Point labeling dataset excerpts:

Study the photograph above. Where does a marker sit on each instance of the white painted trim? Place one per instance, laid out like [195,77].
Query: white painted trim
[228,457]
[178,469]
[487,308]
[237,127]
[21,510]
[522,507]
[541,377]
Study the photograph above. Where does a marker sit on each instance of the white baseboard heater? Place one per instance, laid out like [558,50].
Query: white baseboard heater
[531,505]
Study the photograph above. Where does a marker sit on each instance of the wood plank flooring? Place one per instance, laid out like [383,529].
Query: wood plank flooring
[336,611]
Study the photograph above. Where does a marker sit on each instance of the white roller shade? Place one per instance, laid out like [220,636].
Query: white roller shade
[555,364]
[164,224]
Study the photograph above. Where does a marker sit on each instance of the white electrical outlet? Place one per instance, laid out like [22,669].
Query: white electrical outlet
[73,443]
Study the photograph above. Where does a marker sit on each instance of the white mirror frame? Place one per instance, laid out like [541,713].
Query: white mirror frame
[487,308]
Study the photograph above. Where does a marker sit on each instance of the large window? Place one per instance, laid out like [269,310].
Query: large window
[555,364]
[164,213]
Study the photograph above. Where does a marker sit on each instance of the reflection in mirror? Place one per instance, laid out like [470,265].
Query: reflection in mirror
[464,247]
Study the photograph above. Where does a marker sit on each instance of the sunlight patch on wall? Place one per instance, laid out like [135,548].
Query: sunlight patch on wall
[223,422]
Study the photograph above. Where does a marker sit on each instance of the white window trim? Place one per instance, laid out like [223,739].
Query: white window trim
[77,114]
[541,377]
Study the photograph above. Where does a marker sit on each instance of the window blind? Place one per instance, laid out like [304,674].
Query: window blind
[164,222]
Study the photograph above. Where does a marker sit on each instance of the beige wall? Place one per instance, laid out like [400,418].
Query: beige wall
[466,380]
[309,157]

WHAT IS NEEDED: Retype every line of the items above exactly, with nothing changed.

SOLUTION:
Study the photograph above. Where does a marker sit on each instance of the white painted trim? Place one per instance, laid out like [195,77].
Query: white painted trim
[228,457]
[178,469]
[487,308]
[237,127]
[21,510]
[522,507]
[541,377]
Study the photograph above. Where does a marker sit on each instance of the white baseboard heater? Place one per instance, laid out like [558,50].
Query: white baseboard heater
[531,505]
Study the photograph above. Where does a marker sit on each instance of the wood plank flooring? Place one per instance, laid out like [383,529].
Query: wood plank flooring
[336,611]
Study the photograph above. Where does a marker sit on each instance of the white roller shade? Place one per instance, laid out like [220,636].
Query: white roller shade
[555,364]
[164,224]
Study the photograph above. Where does a marker sit on each instance of the white electrical outlet? Place one per instance, laid out like [22,669].
Query: white electrical outlet
[73,443]
Study the photograph above. Where does a marker sit on each instance of the white mirror frame? Place one per instance, laid out like [541,713].
Query: white mirror frame
[487,308]
Study the photograph above. Where does a marker sit on each instance of the large window? Place one per instance, laid out like [269,310].
Query: large window
[555,364]
[164,213]
Study the photograph above. Where does a marker sit on each instance of the reflection in mirror? Place one per instance, laid out like [470,265].
Query: reflection in mirror
[464,247]
Study the photograph above. Where does a marker sit on each instance of the sunlight patch on wall? Place one per instance, laid out like [135,548].
Query: sunlight patch on wall
[223,422]
Study the photograph above. Where does a marker sit on each instance of the white window trim? Place one per instance, laid out like [223,739].
Query: white window trim
[77,114]
[541,377]
Study the photograph above. Where does a marker sit on each instance of the window blind? Place one per instance, laid out like [304,674].
Query: window blind
[164,222]
Study the photograph above. Where does a marker sit on each instance of the beige wall? Place one per instance, laid out like [400,418].
Query: beige wall
[466,380]
[309,157]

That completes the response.